*Artikel*
Großprojekt in Düsseldorf „Es sollte ein Haus für alle Bevölkerungsschichten werden“

Interview | Düsseldorf · Zwei Studentinnen der Robert-Schumann-Hochschule erläutern ihre Sichtweise auf den Neubau der Oper.

Sita Grabbe (l.) und Pauline Asmuth (r.) sind angehende Opernsängerinnen und hoffen, dass sich mit dem Neubau die Oper für alle Bevölkerungsschichten öffnen wird.

Foto: Döring, Olaf (od)

Sita Grabbe und Pauline Asmuth studieren klassischen Gesang in der Opernklasse der Robert-Schumann-Hochschule. Beide haben ihr Studium aus Leidenschaft für die Musik gewählt. Im Interview erzählen sie, wie sie auf den beschlossenen Opernneubau blicken. Und was die neue Oper braucht, um wieder mehr junge Menschen in die Vorstellungen locken zu können.

*Bereitgestellte Daten*
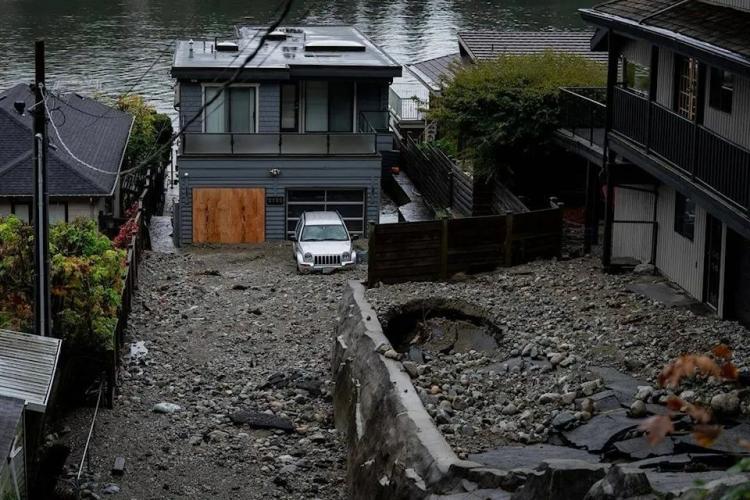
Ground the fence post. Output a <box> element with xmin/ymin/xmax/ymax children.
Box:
<box><xmin>440</xmin><ymin>219</ymin><xmax>448</xmax><ymax>280</ymax></box>
<box><xmin>505</xmin><ymin>214</ymin><xmax>513</xmax><ymax>267</ymax></box>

*Aufgaben*
A – Erläutere in ein bis drei Sätzen, aus welchem Grund Sita Grabbe und Pauline Asmuth laut dem Artikel über den Düsseldorfer Opernneubau ihr Studium gewählt haben.
B – Übernimm aus dem Artikel wortgetreu alles von „Interview | Düsseldorf“ bis hinunter zu „Döring, Olaf (od)“.
Das Material ist eigenständig und gehört nicht zum Artikel.

*Lösungen*
A – Beide haben ihr Studium aus Leidenschaft für die Musik gewählt. Sie studieren klassischen Gesang in der Opernklasse der Robert-Schumann-Hochschule.

B –
Interview | Düsseldorf · Zwei Studentinnen der Robert-Schumann-Hochschule erläutern ihre Sichtweise auf den Neubau der Oper.

Sita Grabbe (l.) und Pauline Asmuth (r.) sind angehende Opernsängerinnen und hoffen, dass sich mit dem Neubau die Oper für alle Bevölkerungsschichten öffnen wird.

Foto: Döring, Olaf (od)